→ **SHORT TASK**
Locate the line with "Labeling batch C. For the image above, tag the metal guardrail" in the material. Copy that line and each one after it, through the last, exactly and with nothing else.

─── RECORDS FOR PROCESSING

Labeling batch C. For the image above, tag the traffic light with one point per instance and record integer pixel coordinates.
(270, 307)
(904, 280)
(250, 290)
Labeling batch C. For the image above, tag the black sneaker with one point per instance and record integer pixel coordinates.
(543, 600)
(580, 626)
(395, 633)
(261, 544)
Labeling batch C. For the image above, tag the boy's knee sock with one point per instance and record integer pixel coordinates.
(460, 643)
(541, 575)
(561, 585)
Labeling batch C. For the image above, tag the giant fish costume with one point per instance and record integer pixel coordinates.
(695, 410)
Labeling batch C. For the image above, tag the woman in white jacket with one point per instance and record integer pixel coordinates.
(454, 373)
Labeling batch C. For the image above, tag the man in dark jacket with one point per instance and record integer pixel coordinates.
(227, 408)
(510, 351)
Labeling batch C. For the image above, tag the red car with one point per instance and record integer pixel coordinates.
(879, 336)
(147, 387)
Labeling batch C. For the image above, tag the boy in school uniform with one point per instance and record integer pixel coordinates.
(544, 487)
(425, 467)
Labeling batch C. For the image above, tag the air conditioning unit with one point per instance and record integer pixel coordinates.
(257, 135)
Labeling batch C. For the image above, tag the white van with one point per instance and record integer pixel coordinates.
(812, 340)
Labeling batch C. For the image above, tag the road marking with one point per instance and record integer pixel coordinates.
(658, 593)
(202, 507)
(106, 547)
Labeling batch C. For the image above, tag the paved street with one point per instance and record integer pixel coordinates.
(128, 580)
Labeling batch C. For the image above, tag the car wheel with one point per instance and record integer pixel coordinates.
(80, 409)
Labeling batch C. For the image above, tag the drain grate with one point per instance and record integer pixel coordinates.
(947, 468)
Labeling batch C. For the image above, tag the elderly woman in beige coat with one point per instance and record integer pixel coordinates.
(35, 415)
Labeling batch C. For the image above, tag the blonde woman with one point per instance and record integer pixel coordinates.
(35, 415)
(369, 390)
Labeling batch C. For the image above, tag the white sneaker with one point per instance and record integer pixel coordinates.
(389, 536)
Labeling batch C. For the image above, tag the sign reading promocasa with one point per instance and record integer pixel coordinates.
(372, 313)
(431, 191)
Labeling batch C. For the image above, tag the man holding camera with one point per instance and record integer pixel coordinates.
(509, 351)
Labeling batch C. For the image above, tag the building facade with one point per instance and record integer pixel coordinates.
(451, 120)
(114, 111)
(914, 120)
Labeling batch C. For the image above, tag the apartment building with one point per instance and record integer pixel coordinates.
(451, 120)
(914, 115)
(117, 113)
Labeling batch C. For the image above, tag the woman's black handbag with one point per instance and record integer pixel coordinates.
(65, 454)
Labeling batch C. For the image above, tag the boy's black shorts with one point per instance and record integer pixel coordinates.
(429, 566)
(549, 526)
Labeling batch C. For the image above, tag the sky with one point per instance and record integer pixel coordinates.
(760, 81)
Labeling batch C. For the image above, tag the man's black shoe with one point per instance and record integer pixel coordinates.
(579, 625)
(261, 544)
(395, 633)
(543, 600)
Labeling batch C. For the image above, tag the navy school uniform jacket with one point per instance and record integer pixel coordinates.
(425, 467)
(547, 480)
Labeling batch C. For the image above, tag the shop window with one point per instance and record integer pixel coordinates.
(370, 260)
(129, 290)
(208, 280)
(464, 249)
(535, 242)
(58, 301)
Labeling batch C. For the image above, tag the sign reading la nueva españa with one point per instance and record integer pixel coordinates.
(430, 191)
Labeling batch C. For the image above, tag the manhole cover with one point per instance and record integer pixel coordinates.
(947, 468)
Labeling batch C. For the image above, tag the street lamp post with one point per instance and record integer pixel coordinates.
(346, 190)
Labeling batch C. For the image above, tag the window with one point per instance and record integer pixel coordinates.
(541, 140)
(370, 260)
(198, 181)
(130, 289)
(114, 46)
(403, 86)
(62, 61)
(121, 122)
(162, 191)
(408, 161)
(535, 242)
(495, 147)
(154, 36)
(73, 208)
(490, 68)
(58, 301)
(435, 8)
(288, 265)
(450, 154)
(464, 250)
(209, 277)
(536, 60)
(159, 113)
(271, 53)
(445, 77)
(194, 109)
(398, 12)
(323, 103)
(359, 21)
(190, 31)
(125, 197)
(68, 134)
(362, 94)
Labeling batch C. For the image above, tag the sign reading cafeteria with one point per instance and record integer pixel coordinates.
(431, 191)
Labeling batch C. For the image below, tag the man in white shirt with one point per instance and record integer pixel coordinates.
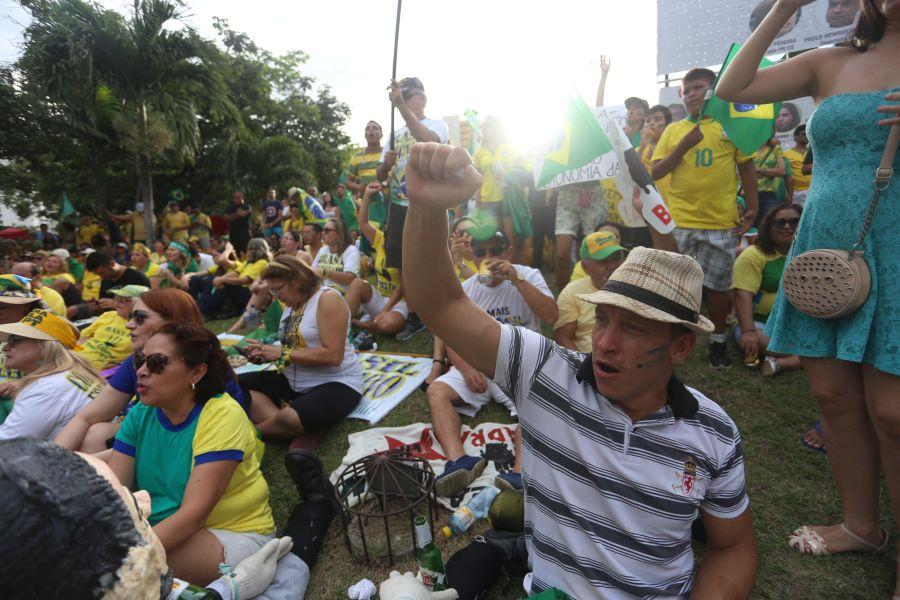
(618, 456)
(513, 294)
(408, 97)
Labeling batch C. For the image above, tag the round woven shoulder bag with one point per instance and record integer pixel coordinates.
(832, 283)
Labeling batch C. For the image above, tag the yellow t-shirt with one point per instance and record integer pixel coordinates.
(291, 224)
(484, 160)
(224, 427)
(795, 158)
(578, 272)
(108, 343)
(90, 286)
(86, 233)
(253, 269)
(152, 269)
(386, 279)
(758, 273)
(703, 189)
(173, 220)
(53, 300)
(571, 309)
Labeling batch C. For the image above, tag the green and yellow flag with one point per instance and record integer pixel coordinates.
(581, 141)
(748, 125)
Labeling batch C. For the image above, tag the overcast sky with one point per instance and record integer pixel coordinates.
(518, 59)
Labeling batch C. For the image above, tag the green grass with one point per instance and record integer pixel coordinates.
(788, 485)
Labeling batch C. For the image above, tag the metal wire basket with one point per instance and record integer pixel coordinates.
(379, 496)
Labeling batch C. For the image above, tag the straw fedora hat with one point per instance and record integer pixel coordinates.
(657, 285)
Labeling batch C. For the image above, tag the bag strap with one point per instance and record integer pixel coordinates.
(883, 175)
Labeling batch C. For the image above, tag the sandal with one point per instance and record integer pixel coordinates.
(817, 427)
(806, 541)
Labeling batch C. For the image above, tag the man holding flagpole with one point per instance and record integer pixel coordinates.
(705, 163)
(408, 97)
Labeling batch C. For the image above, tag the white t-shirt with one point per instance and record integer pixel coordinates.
(504, 302)
(348, 262)
(45, 406)
(403, 143)
(303, 332)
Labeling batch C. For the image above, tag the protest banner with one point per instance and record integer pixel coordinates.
(493, 441)
(622, 165)
(387, 379)
(697, 33)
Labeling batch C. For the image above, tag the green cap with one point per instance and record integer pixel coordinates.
(599, 245)
(130, 291)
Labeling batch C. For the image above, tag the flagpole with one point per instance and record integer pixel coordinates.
(394, 67)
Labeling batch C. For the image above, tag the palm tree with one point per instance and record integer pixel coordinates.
(147, 79)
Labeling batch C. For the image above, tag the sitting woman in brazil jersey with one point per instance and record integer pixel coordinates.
(190, 445)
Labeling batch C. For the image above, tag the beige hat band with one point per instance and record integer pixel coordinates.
(652, 299)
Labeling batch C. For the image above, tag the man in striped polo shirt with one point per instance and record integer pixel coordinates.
(619, 457)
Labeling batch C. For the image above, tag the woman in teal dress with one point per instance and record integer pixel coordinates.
(853, 363)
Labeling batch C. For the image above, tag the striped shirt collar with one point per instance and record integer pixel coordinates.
(680, 401)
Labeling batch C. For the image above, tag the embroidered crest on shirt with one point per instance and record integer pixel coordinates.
(685, 480)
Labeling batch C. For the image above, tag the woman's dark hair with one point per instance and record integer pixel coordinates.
(765, 241)
(196, 346)
(66, 531)
(664, 110)
(870, 27)
(173, 305)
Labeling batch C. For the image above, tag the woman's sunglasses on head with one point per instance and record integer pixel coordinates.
(494, 250)
(13, 339)
(782, 223)
(156, 363)
(138, 316)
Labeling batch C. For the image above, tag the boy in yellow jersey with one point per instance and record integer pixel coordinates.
(704, 165)
(383, 301)
(795, 157)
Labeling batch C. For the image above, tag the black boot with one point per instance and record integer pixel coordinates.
(309, 476)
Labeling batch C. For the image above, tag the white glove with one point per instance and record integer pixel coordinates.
(407, 587)
(255, 573)
(362, 590)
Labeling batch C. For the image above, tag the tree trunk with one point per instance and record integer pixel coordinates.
(146, 178)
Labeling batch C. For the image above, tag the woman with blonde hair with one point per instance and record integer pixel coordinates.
(318, 378)
(337, 261)
(141, 260)
(179, 262)
(56, 382)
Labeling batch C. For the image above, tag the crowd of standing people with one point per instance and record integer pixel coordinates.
(107, 354)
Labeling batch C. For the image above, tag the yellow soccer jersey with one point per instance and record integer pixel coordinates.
(703, 190)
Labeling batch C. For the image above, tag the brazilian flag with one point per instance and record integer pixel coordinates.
(581, 141)
(748, 126)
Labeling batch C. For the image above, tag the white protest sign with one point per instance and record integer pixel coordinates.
(698, 33)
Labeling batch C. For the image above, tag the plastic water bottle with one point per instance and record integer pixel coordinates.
(466, 515)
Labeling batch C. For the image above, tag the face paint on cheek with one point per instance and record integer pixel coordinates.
(657, 354)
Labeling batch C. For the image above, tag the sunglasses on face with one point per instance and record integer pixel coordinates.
(781, 223)
(138, 316)
(156, 363)
(494, 250)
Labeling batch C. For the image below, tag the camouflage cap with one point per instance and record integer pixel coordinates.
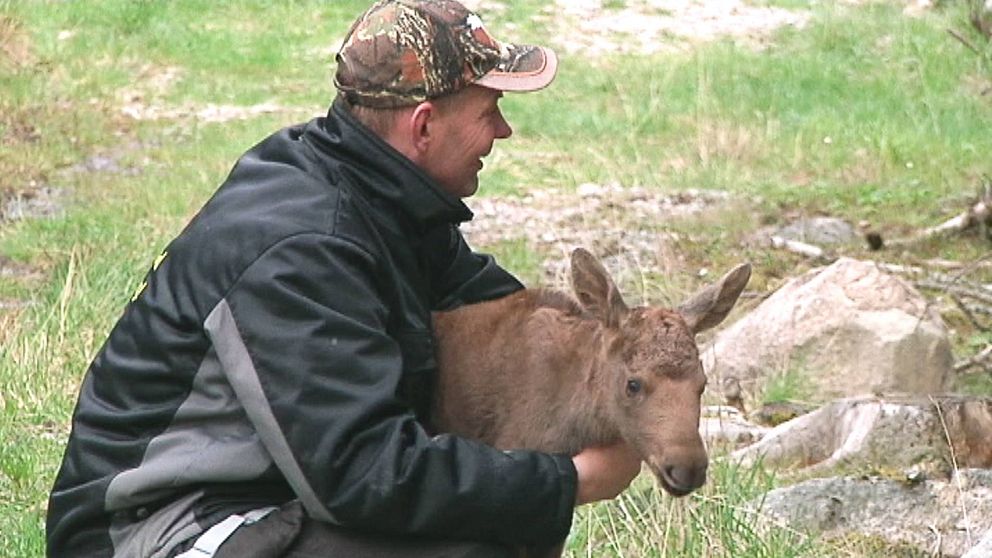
(403, 52)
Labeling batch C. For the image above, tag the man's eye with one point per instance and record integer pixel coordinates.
(634, 387)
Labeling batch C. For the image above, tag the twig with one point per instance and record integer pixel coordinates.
(975, 360)
(955, 469)
(802, 248)
(967, 313)
(964, 41)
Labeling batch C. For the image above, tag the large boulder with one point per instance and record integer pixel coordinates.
(940, 518)
(848, 329)
(914, 436)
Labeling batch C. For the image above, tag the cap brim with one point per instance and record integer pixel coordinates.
(522, 68)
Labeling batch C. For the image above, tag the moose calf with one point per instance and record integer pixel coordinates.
(538, 370)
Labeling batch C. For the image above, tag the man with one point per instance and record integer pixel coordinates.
(266, 391)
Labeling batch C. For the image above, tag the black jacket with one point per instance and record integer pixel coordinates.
(281, 348)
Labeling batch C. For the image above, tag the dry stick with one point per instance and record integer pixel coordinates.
(964, 41)
(976, 360)
(967, 313)
(955, 475)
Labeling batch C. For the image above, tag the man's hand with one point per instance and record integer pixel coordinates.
(605, 471)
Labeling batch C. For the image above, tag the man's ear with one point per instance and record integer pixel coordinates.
(419, 131)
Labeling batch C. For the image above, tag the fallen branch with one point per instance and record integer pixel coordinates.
(802, 248)
(964, 41)
(978, 215)
(982, 360)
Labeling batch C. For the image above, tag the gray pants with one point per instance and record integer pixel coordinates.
(288, 533)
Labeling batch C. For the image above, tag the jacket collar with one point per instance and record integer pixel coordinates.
(383, 172)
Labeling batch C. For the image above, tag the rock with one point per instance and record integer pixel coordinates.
(939, 517)
(848, 329)
(894, 434)
(726, 426)
(983, 549)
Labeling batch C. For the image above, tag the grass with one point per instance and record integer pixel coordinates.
(863, 113)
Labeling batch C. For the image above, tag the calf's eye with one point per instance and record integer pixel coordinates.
(633, 387)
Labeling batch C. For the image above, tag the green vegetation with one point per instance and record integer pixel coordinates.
(863, 113)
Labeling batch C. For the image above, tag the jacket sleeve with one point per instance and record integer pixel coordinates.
(463, 276)
(302, 339)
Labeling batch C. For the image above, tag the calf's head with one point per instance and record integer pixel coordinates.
(652, 370)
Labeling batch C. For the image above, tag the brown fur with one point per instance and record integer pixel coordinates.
(538, 370)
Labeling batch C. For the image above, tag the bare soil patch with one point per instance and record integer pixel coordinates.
(625, 227)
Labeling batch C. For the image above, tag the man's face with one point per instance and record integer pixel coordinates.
(464, 129)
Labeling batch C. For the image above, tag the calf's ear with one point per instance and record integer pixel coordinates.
(595, 289)
(710, 306)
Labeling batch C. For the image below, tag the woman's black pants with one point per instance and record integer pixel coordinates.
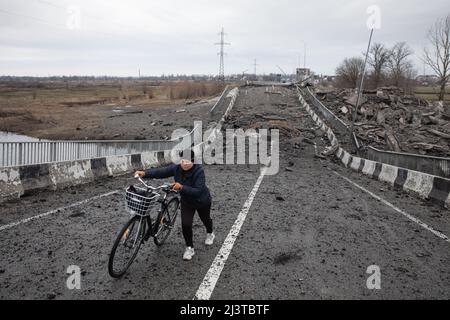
(187, 217)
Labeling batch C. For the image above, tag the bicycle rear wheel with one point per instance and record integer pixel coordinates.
(166, 220)
(126, 246)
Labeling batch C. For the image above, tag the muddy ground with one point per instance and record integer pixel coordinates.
(309, 234)
(93, 112)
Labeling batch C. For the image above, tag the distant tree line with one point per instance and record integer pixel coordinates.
(386, 67)
(393, 66)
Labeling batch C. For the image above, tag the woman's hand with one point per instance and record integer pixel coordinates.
(139, 174)
(177, 186)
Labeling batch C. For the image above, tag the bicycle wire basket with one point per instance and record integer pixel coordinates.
(140, 201)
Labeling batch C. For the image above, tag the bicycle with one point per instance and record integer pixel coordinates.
(141, 203)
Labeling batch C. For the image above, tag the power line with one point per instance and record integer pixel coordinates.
(222, 43)
(255, 65)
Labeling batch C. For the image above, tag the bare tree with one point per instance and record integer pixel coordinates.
(438, 58)
(398, 64)
(348, 71)
(378, 59)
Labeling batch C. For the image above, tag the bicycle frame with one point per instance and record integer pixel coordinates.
(152, 227)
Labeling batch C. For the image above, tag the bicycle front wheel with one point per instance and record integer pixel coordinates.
(166, 221)
(126, 247)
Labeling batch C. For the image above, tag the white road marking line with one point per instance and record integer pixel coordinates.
(410, 217)
(42, 215)
(208, 284)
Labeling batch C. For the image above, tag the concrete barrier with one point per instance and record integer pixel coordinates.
(426, 186)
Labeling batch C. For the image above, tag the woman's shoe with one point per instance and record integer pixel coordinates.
(210, 239)
(188, 254)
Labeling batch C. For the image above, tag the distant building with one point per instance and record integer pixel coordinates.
(303, 73)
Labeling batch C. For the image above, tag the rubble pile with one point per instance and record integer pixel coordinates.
(390, 120)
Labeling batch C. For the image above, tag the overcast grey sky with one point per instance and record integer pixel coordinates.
(112, 37)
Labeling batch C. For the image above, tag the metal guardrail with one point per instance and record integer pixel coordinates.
(214, 109)
(28, 153)
(433, 165)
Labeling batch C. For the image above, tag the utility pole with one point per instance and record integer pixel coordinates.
(361, 84)
(255, 65)
(222, 43)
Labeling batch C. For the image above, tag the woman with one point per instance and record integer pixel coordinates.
(195, 196)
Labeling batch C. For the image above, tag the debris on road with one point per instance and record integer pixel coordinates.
(390, 120)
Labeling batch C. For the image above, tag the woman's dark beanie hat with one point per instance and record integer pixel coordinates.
(188, 154)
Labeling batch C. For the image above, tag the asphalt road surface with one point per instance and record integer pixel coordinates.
(310, 232)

──────

→ **WRITTEN ANSWER**
Labeling batch C. For the image above, tag the metal guardrail with one point per instance and record integer pixel coordinates.
(214, 109)
(28, 153)
(433, 165)
Labeling batch C. For the image above, tag the utility pole with one point per instance and record integer pixel coordinates.
(361, 84)
(255, 65)
(222, 43)
Labeling batch C. For the image above, tag the woman with one point per instance and record integer pixel coordinates.
(195, 196)
Labeling batch C. For the image above, tag the debris on road with one point per instance and record integer pixel coordinates.
(390, 120)
Labeling batch C. For the image above, tag the woman's dark beanie hat with one point per instance and record integer pixel coordinates.
(188, 154)
Labeling batch C. For the image above, tag the asphalt road surface with one point per instance and record integer pixel coordinates.
(310, 232)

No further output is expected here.